• What you should do:
Gather every line of the records that contains the word "neighboring" and copy each one. Treat the match as case-sensitive.

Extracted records

- - - - - - -

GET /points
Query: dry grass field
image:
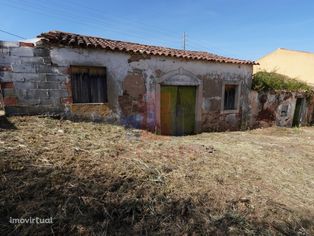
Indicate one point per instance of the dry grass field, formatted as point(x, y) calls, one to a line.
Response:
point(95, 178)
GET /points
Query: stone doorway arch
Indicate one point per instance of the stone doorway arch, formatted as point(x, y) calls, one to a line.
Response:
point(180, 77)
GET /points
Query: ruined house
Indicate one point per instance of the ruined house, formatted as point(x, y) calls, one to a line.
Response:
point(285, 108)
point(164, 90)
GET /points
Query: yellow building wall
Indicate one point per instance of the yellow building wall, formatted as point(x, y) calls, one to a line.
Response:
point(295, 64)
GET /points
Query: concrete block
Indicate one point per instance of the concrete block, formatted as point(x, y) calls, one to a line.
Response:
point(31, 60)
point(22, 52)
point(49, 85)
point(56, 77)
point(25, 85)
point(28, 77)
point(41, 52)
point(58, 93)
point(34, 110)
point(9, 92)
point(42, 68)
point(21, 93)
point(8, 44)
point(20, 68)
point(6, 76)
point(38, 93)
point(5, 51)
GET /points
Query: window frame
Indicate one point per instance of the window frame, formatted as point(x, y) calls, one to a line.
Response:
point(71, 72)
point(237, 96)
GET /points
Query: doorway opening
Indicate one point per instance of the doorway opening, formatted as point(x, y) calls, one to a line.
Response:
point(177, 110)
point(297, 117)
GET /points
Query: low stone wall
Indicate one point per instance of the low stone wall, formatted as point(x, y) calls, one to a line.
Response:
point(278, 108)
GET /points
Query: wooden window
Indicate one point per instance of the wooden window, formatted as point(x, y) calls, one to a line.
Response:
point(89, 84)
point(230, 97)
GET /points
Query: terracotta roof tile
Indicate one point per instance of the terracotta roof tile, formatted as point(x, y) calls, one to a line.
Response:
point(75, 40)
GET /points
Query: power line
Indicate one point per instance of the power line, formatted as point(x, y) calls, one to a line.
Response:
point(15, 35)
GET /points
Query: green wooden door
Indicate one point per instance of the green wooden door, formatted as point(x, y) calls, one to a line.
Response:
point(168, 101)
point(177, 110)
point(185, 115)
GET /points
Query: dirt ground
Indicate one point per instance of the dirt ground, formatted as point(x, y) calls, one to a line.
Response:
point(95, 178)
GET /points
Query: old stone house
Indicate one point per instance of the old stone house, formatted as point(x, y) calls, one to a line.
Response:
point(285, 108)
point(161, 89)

- - - - - - -

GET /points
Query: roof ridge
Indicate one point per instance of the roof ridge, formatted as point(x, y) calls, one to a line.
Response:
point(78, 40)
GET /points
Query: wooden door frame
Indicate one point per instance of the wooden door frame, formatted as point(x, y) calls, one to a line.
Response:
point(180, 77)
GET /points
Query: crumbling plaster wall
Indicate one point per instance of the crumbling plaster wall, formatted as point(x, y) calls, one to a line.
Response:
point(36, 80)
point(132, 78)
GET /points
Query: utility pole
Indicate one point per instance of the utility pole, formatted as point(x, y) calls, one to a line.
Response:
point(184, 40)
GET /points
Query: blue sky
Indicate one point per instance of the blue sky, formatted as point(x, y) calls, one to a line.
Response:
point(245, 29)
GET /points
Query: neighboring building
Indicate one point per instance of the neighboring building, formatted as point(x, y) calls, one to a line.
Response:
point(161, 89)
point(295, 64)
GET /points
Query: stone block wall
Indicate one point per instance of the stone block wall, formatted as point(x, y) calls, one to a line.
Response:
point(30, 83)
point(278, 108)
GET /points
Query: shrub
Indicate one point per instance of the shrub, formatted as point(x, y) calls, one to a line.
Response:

- - - - - - -

• Exercise output:
Query: neighboring building
Indicate one point per instance of the neighboring building, formatted as point(x, y) calls, one to a line.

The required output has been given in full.